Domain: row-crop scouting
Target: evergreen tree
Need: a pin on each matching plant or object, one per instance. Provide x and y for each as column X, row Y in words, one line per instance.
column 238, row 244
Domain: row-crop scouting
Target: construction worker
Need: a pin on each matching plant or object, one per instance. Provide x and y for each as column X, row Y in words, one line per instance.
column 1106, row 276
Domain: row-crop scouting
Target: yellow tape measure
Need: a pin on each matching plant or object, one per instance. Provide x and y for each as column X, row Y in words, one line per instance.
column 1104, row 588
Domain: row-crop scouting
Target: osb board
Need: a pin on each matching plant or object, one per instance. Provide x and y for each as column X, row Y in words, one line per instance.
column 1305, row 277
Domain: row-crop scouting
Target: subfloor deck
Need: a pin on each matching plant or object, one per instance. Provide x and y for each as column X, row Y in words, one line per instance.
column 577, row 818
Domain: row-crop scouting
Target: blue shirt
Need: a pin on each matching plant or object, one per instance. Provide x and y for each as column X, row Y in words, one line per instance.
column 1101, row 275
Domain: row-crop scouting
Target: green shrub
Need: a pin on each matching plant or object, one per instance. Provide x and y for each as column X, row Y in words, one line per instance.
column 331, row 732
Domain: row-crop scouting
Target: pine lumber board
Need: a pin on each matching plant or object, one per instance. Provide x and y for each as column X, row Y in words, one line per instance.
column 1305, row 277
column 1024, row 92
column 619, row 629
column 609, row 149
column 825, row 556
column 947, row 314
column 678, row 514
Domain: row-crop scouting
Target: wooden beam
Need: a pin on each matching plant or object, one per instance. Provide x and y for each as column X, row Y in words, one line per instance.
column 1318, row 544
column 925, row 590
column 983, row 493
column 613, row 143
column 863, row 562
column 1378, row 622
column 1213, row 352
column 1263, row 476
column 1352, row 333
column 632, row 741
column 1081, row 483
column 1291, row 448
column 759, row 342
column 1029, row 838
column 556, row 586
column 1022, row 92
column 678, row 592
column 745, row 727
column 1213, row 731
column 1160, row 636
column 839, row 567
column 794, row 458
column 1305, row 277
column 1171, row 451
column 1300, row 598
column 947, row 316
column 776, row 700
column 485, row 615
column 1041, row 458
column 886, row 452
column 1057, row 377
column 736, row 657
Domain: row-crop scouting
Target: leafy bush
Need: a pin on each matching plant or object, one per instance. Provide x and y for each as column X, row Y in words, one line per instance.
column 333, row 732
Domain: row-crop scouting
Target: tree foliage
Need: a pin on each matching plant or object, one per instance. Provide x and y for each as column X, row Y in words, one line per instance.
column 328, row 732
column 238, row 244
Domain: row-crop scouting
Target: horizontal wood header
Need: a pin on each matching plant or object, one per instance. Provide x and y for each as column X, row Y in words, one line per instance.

▬▬▬▬▬▬▬▬▬▬

EXERCISE AIM ->
Copy every entry above word for word, keeping each line in its original order.

TASK ANSWER ->
Domain: row-crop scouting
Target: evergreen tree
Need: a pin on each matching plant or object, one per instance. Provide x and y for each as column X, row Y in words, one line per instance.
column 238, row 244
Domain: row-crop scouting
Target: construction worker
Need: a pin on each matching plant or object, one per instance. Provide x and y for each as column X, row Y in words, one line per instance.
column 1106, row 276
Domain: row-crop scouting
Target: yellow tape measure
Need: a pin on each matching plant or object, one per instance. Provide x and y for each as column X, row Y in words, one line per instance.
column 1104, row 588
Domain: row-crop scouting
Target: osb board
Need: a pin on each matching plant or object, one per instance. Provide x and y for each as column X, row Y in words, one line per instance.
column 1305, row 277
Domain: row-crop scouting
Target: subfloor deck
Need: a pin on each matching plant or object, one per instance. Provide x and y for each as column X, row Y in words, one line per instance.
column 577, row 818
Domain: row-crop scouting
Target: blue shirt
Need: a pin on each matching plant or object, one per instance. Provide x and y for each as column X, row Y in words, one line per instance.
column 1101, row 275
Domain: row-crop scouting
Target: green shrub
Need: a pin on each matching plant or object, one per instance. Provide x and y for each as column X, row Y in words, one line per instance.
column 331, row 732
Domain: row-crop scouting
Target: pine lumber board
Need: a pin on each matching plant or object, one per instance. Provide x and y for each as column X, row Y in words, one line per instance.
column 1305, row 277
column 1024, row 92
column 619, row 629
column 609, row 149
column 825, row 556
column 947, row 314
column 678, row 514
Domain: row-crop scouting
Target: wooden beam
Need: a pin on each matching plant or object, one per instance. Provide x and y for each as column X, row Y in words, one line per instance.
column 1318, row 544
column 925, row 590
column 983, row 493
column 613, row 143
column 863, row 562
column 1378, row 622
column 1213, row 352
column 1263, row 476
column 1352, row 333
column 632, row 741
column 1081, row 483
column 1291, row 448
column 759, row 342
column 1029, row 838
column 556, row 586
column 1022, row 92
column 678, row 592
column 745, row 727
column 1213, row 731
column 1160, row 636
column 839, row 567
column 794, row 458
column 1305, row 277
column 1171, row 451
column 1300, row 598
column 947, row 316
column 776, row 700
column 485, row 615
column 1041, row 458
column 886, row 452
column 1057, row 377
column 736, row 657
Domain: row-crop scouting
Target: leafy bush
Need: a pin on each matching plant or object, one per instance. Provide x and y for each as column X, row Y in words, one line per instance.
column 333, row 732
Domain: row-crop scouting
Target: tree foliage
Need: a pin on each matching plant or object, one per instance. Provide x and y for each as column X, row Y in words, one line per instance.
column 328, row 732
column 238, row 244
Domain: row-crop scouting
Target: horizontal wood header
Need: a pin on each matching plant or object, one per instance. Provide x and y for each as column X, row Y in words, one line per instance.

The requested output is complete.